• **Blok Teks**:
Qunut merupakan bacaan yang disyariatkan ketika terjadi suatu mala petaka, para ulama menyepakati pernyataan tersebut. Namun, ada perbedaan pendapat mengenai hukum membaca qunut dalam solat subuh. Imam Abu Hanifah dan Imam Ahmad bin Hanbal berpendapat, bahwa membaca qunut tidak disunnahkan dalam shalat subuh, sedangkan Imam Syafi`I dan Imam Malik memiliki pandangan yang berbeda, yakni qunut subuh itu termasuk bacaan yang dianjurkan.
Terlepas dari perbedaan pendapat para imam mazhab mengenai status bacaan qunut subuh, dalil yang mereka jadikan sumber sama-sama bermuara dari hadis Rasulullah ﷺ. Sehingga, tuduhan wahabi kepada golongan yang menganjurkan qunut subuh itu tidak mengikuti ajaran Rasulullah ﷺ merupakan fitnah yang teramat lemah. Untuk lebih jelasnya, perlu kita bahas kembali secara mendalam.

• **Baris Data**:
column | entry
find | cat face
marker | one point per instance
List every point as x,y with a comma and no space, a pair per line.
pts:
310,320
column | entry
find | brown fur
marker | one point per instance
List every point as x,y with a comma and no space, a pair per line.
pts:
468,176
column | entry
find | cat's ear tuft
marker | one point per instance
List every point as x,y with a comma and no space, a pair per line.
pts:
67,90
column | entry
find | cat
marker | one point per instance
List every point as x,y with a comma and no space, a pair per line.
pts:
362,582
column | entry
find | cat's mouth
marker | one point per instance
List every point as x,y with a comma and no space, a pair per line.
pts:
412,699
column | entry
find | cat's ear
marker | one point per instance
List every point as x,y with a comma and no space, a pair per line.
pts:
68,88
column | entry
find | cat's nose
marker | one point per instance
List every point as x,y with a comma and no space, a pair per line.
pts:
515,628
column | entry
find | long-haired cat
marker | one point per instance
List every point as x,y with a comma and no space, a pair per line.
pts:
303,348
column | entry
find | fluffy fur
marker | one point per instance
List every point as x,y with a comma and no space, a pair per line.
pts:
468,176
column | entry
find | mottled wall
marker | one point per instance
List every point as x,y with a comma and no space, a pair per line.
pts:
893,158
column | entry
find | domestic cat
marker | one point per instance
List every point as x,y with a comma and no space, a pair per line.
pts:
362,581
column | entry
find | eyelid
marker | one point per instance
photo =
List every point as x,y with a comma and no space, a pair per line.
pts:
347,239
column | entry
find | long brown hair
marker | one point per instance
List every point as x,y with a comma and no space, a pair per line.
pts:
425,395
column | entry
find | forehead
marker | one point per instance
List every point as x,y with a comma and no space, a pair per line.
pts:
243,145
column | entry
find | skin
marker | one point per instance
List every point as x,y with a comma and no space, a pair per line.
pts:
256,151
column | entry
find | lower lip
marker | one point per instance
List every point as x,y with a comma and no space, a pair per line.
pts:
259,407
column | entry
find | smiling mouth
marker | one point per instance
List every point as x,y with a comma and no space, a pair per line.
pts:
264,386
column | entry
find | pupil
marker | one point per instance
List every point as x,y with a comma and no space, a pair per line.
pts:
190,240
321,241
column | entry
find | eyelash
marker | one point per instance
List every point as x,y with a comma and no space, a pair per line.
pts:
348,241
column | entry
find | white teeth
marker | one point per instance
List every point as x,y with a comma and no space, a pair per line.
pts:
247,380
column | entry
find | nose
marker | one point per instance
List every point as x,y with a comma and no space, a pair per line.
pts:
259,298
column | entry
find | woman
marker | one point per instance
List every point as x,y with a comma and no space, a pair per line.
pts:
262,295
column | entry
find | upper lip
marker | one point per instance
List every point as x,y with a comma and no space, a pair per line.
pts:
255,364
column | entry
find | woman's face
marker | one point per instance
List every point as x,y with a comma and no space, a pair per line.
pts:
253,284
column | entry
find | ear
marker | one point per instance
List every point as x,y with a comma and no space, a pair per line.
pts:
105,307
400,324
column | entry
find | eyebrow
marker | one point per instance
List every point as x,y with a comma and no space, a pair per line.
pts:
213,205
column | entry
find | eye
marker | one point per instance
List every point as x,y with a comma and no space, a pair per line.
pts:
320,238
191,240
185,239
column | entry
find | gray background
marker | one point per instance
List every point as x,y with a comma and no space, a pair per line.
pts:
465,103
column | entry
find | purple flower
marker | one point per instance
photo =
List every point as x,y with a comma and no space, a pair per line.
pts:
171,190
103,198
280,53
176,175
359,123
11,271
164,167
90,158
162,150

• **Soal 1**: Ambil dari teks tentang qunut subuh seluruh bagian mulai dari "Qunut merupakan bacaan" hingga "bacaan yang dianjurkan.", tanpa mengubah satu huruf pun.
• **Soal 2**: Pilih setiap baris dalam daftar yang memuat kata "long", lalu salin baris-baris itu tanpa perubahan. Huruf besar dan huruf kecil dibedakan.

• **Jawaban Soal 1**:
Qunut merupakan bacaan yang disyariatkan ketika terjadi suatu mala petaka, para ulama menyepakati pernyataan tersebut. Namun, ada perbedaan pendapat mengenai hukum membaca qunut dalam solat subuh. Imam Abu Hanifah dan Imam Ahmad bin Hanbal berpendapat, bahwa membaca qunut tidak disunnahkan dalam shalat subuh, sedangkan Imam Syafi`I dan Imam Malik memiliki pandangan yang berbeda, yakni qunut subuh itu termasuk bacaan yang dianjurkan.

• **Jawaban Soal 2**:
find | long-haired cat
find | long brown hair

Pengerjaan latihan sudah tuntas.